Stored data entries
......
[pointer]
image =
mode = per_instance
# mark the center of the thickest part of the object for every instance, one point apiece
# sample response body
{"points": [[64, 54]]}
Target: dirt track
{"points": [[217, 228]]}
......
Convert the listing above into a Markdown table with two columns, Row and Line. Give each nonblank line its own row, numbered in order, and leave out blank lines.

| Row | Line |
|---|---|
| 1 | [pointer] |
| 2 | image = |
| 3 | mode = per_instance |
| 4 | # mark the center of the thickest part of the object for every instance, one point apiece |
| 5 | # sample response body |
| 6 | {"points": [[64, 54]]} |
| 7 | Target: dirt track |
| 8 | {"points": [[217, 228]]} |